→ **PROVIDED MATERIAL**
--------------------

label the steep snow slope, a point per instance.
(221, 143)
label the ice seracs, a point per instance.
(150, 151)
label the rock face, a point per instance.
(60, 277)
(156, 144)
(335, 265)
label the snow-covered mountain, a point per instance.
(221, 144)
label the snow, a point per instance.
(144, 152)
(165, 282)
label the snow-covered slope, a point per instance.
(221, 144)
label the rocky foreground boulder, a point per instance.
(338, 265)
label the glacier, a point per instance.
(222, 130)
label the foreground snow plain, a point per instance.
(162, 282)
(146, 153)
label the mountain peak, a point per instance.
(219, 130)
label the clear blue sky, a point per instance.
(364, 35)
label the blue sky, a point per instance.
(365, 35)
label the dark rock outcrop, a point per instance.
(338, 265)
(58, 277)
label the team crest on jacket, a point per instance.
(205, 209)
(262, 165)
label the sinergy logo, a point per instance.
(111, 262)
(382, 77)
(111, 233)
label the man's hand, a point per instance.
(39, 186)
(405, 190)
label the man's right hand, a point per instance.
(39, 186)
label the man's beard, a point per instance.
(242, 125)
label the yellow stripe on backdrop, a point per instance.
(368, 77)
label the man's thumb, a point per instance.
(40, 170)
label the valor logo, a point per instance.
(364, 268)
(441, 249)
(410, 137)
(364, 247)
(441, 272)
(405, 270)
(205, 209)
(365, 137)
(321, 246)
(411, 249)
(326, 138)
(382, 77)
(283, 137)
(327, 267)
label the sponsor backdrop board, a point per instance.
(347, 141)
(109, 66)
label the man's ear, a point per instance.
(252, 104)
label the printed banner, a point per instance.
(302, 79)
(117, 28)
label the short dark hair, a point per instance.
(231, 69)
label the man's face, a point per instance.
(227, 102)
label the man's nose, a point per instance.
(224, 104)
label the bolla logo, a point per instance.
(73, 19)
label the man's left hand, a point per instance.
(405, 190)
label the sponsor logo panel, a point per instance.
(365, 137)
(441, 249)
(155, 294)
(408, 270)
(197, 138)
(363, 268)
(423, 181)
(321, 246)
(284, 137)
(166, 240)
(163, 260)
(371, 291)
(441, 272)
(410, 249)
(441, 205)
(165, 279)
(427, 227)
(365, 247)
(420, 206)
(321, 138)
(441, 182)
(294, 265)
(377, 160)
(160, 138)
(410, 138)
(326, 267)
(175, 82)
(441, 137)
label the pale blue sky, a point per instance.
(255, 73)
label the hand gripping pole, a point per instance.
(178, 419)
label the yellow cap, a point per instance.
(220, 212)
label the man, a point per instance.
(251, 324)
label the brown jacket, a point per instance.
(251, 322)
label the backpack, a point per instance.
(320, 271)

--------------------

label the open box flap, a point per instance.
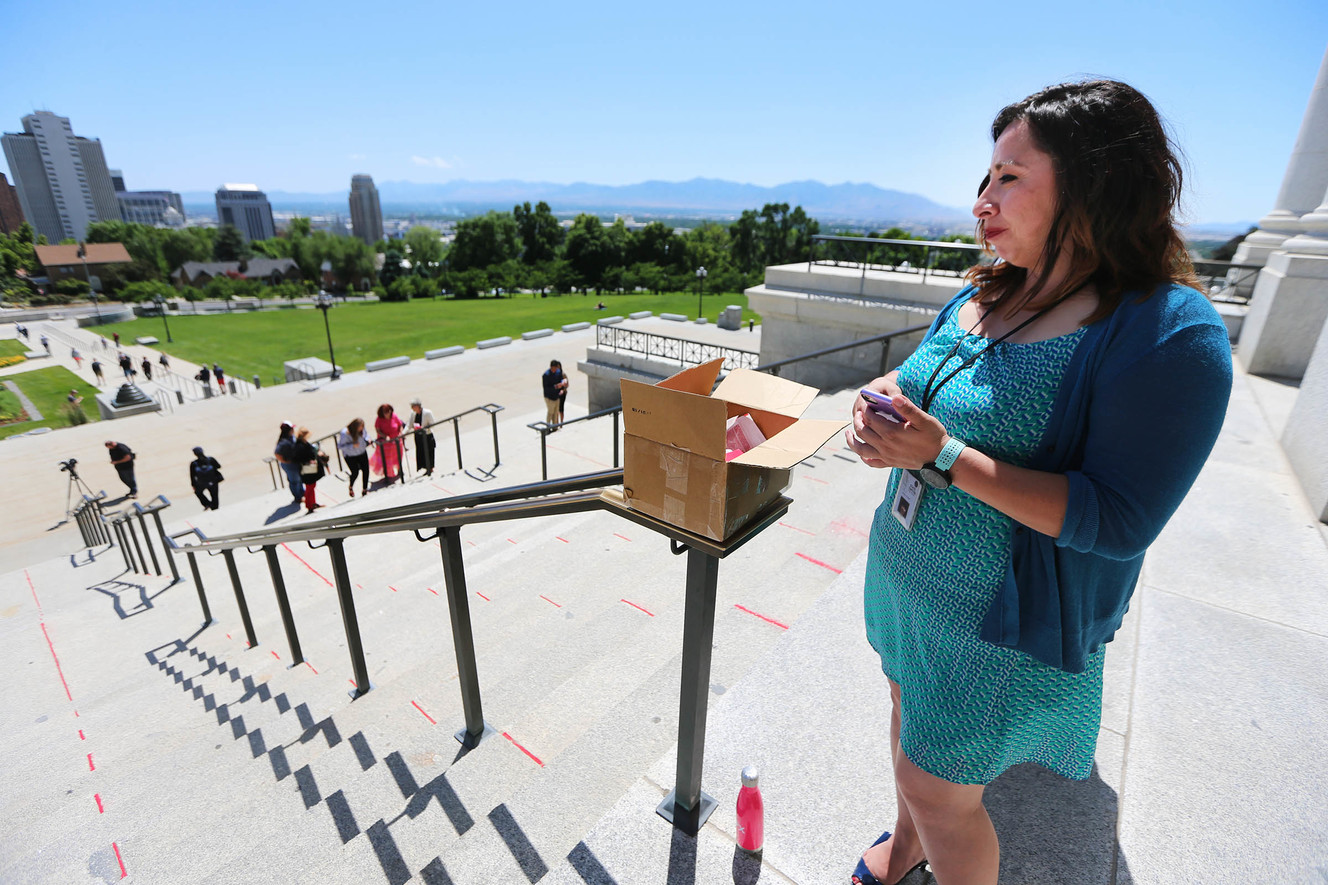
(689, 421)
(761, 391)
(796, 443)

--------------------

→ **SHORT PROBLEM**
How many lines of the data above contain the string "slope"? Case matters. Reply with the number only.

→ **SOLVED EXERCISE**
2